(The data)
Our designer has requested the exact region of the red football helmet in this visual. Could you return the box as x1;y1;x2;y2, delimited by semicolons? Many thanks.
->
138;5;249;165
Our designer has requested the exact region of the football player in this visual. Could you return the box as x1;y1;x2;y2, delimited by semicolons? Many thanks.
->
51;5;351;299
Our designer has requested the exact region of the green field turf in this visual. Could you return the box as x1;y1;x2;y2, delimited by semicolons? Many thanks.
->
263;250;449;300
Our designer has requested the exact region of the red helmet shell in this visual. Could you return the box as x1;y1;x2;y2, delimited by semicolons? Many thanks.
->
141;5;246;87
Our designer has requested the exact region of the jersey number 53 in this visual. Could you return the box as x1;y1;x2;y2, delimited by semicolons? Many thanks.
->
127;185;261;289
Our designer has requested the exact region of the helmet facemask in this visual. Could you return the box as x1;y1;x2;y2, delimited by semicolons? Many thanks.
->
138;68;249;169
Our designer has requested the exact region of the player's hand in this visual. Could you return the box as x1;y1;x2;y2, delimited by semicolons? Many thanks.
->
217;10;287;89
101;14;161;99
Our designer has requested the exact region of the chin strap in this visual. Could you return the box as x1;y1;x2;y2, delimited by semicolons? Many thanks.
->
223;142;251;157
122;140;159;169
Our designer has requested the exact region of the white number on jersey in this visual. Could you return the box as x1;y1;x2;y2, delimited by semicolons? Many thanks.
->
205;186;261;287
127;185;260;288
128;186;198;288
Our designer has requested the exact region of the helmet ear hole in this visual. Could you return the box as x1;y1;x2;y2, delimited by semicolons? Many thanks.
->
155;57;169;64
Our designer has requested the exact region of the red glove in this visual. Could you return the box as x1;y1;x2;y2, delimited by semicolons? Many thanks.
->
(End The data)
What you return should match the entries above exactly.

Task result.
Our designer has requested the exact region of the red football helmet in this visual. Could you return the box as x1;y1;x2;y2, delimited by semicolons? Many thanks.
->
138;5;249;165
Our designer has requested the exact region of the football player in this visual. Could you return the box as x1;y1;x2;y2, delimited by semicolons? Many thanks.
->
51;5;351;299
Our designer has requested the exact region of the green field turf in this visual. Could you return the box as x1;y1;x2;y2, delimited by semicolons? Many thanks.
->
263;250;449;300
Our designer has requested the exact region of the red helmet shell in this visual. Could you return the box as x1;y1;x2;y2, delimited by semicolons? Many thanks.
->
141;5;246;87
Our designer has requested the exact region of the jersey number 53 in this visual. Could you return the box as x1;y1;x2;y2, delimited by semicolons? Many thanks.
->
127;185;261;289
Our designer has requested the exact region of the helmet facemask in this visual. Could you return the box as x1;y1;x2;y2, delimited by semicolons? Many thanks.
->
138;68;249;169
Our designer has requested the exact region of the player's hand in this visual. Could you return the box as x1;y1;x2;y2, delimited by semicolons? Many thanks.
->
217;10;287;89
101;14;161;99
Our designer has requested the exact region of the chin strap in this visual. Could you return the box as x1;y1;x2;y2, delimited by semicolons? Many thanks.
->
223;142;251;157
122;140;159;169
Our designer has requested the exact region of the white number on jersey in this visual. Could you return the box as x1;y1;x2;y2, delimited by semicolons? Many thanks.
->
205;186;261;287
127;185;260;288
128;186;198;288
Our designer has requested the exact region of the helmet ear hole in this visual. Could you return the box as x1;y1;x2;y2, delimited by semicolons? Many thanks.
->
155;57;169;64
Our designer has requested the exact region of the red glove in this visual. Could you return the box as x1;y1;x2;y2, delimited by semicolons? Many thanks.
->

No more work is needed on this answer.